(課題の指示)
立川志らくについての本文をもとに、次の問いにそれぞれ答えよ。
(a) 立川志らくの出身地はどこか。
(b) 前座名「立川志らく」は、師匠の談志が誰にちなんで命名したものか。
(c) 二ツ目に昇進したのは何年何月か。
------ 課題文 ------
立川志らく – Wikipedia

立川 志らく(たてかわ しらく)は、江戸・東京の落語の名跡。この名前を名乗った落語家は、5人前後いるとされている[注釈 1]。亭号は立川の他に翁家、升々亭などがあった。


立川 志らく(たてかわ しらく、1963年〈昭和38年〉8月16日 – )は、日本の落語家、映画評論家、映画監督、コメンテーター。落語立川流、ワタナベエンターテインメント(文化人部門)所属。出囃子∶『花嫁人形』。本名∶新間 一弘[1]

日本映画監督協会にも所属。妻は女優の酒井莉加。血液型O型。身長168cm。東京都世田谷区出身。

父親がギタリスト新間英雄(1935〜)、母親が長唄という著名人の家庭で育ち、中学生の頃から落語と映画を好きになる[2]。落語については、小学校高学年の頃から父親が落語好きで家にあった落語の本とレコードで親しみ始めた[3]。祖父は昭和の名灸師である深谷伊三郎。

世田谷区立山崎小学校、世田谷区立山崎中学校を卒業後、日大三高から日本大学芸術学部演劇学科[4]に進学、落語研究会(日本大学芸術学部落語研究会)に所属する。

1985年10月、4年生の時に同サークルのOB高田文夫の紹介で七代目に入門し、前座名立川志らく(師匠の談志がフランスの政治家、ジャック・シラクにちなんで命名した[5]。)を名乗る。大学はその後中退。1988年3月に二ツ目に昇進。

1990年代には兄弟子朝寝坊のらくと立川談春とともに立川ボーイズを結成、深夜番組『ヨタロー』に出演、その後、真打昇進までは古典に打ち込み、真打昇進後はシネマ落語等の分野を開拓。
------ 提供データ ------
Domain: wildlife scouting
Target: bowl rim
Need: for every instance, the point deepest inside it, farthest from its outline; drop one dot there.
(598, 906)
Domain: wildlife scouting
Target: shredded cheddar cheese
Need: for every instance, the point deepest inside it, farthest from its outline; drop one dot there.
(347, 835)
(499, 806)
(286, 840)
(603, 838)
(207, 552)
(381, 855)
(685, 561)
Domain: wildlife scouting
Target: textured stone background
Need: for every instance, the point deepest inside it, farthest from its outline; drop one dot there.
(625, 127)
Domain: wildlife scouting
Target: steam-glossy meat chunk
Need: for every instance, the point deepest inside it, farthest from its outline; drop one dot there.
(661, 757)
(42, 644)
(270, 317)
------
------ 提供データ ------
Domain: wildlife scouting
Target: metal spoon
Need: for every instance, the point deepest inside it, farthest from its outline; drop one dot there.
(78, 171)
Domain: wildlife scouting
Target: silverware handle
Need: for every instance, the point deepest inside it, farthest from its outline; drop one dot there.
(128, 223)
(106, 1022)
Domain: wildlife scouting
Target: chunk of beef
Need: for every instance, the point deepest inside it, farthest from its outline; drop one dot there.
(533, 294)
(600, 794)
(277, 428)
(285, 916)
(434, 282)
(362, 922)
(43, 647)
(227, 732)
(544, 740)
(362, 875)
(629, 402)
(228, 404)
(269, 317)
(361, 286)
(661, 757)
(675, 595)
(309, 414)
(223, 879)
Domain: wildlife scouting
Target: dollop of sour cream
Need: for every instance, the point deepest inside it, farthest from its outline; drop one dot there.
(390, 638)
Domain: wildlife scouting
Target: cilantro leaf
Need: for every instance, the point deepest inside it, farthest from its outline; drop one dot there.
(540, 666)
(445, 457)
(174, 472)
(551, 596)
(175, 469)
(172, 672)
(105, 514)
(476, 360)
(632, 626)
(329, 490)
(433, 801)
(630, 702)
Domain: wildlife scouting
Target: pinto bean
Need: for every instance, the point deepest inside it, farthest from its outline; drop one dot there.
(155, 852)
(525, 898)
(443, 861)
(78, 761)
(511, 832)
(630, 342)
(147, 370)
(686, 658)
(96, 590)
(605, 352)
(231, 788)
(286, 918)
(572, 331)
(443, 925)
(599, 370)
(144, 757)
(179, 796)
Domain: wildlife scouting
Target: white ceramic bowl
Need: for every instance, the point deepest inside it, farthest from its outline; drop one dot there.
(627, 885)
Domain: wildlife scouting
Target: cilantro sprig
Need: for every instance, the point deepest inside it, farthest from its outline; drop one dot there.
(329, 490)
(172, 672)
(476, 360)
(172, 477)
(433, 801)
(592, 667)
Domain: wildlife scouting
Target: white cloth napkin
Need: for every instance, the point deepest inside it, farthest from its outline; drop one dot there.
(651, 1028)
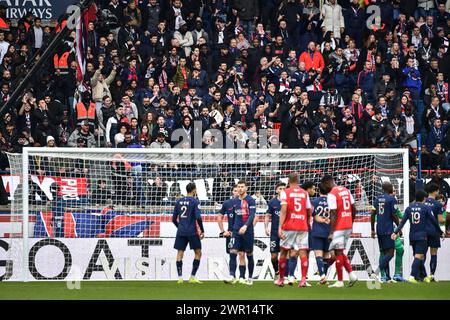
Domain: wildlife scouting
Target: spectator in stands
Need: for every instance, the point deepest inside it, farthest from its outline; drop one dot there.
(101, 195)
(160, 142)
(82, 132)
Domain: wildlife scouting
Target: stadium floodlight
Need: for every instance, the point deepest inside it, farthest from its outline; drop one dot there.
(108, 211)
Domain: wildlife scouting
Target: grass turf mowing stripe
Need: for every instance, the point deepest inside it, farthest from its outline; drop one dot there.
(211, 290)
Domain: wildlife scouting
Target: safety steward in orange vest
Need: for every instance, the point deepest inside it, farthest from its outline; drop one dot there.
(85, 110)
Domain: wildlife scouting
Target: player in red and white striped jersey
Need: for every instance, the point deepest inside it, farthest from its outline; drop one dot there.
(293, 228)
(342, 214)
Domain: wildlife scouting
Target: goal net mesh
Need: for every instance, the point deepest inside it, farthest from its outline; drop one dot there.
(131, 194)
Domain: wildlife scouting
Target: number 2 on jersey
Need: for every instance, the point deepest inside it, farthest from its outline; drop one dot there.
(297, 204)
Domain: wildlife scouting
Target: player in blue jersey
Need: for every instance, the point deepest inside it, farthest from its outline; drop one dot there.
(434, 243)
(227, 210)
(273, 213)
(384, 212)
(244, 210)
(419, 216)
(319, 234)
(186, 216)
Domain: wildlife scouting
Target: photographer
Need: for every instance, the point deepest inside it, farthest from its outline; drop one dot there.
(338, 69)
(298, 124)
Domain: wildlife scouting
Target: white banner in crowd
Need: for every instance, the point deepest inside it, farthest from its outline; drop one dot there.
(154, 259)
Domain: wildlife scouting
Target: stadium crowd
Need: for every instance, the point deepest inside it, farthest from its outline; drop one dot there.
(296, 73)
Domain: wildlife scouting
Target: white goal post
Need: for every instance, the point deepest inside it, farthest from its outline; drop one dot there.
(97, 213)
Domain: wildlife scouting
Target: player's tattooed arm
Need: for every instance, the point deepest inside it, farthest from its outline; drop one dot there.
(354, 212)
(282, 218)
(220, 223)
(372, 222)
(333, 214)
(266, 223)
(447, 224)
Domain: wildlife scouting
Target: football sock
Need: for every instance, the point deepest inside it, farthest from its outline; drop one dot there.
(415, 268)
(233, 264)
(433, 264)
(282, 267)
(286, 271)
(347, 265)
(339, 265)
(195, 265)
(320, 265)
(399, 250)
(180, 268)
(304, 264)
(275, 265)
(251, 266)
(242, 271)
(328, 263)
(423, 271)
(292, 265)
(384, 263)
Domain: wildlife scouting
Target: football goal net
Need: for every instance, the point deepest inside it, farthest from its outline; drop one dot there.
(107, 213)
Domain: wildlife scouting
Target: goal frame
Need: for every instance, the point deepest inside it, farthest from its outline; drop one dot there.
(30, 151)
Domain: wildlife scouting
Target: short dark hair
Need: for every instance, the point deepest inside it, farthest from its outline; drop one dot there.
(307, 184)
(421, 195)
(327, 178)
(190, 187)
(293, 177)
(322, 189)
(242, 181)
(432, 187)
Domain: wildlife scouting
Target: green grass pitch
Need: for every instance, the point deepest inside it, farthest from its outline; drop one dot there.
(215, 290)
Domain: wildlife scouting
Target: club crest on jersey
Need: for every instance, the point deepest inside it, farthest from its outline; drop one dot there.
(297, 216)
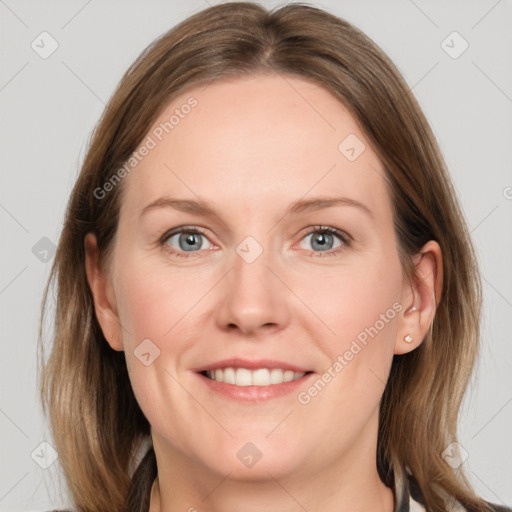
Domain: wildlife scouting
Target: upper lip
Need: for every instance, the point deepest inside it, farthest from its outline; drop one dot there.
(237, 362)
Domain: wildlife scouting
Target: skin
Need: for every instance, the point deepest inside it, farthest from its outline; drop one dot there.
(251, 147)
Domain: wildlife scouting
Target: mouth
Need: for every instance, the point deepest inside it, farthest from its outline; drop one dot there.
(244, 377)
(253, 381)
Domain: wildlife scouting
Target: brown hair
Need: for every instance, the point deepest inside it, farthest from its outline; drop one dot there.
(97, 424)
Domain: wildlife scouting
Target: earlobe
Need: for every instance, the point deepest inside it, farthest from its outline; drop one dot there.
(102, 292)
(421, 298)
------
------ 提供データ ------
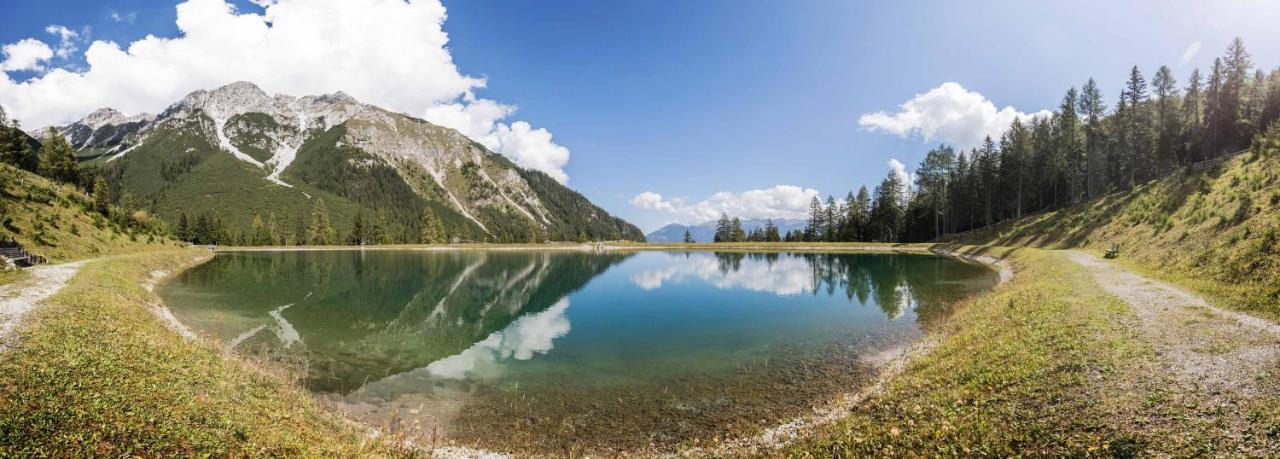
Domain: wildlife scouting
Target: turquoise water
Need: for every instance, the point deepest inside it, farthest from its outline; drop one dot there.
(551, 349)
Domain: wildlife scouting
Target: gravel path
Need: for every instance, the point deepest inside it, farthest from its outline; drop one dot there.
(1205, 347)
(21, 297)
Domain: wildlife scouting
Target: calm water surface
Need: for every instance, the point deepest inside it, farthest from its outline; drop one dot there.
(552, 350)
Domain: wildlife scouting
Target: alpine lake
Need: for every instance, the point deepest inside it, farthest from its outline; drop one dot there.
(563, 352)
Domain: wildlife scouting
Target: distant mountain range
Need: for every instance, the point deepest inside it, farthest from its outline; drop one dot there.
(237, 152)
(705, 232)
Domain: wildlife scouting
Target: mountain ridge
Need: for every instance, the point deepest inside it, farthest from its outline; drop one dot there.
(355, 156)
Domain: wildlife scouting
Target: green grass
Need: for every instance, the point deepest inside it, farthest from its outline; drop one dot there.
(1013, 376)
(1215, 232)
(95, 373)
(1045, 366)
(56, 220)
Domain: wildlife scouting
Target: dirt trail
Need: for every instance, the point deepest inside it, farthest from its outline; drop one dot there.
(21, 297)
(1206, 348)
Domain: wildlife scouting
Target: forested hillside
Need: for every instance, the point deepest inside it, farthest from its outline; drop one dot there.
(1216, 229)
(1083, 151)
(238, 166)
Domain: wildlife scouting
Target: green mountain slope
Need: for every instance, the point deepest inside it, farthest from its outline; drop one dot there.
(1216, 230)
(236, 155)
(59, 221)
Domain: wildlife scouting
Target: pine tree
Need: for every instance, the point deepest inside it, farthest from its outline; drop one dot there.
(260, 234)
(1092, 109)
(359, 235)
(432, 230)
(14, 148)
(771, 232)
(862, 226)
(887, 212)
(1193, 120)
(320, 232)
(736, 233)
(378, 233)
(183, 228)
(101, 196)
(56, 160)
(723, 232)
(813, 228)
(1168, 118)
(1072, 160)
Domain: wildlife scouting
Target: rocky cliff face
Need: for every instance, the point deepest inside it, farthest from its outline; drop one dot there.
------
(出力結果)
(a) 東京都世田谷区
(b) フランスの政治家、ジャック・シラク
(c) 1988年3月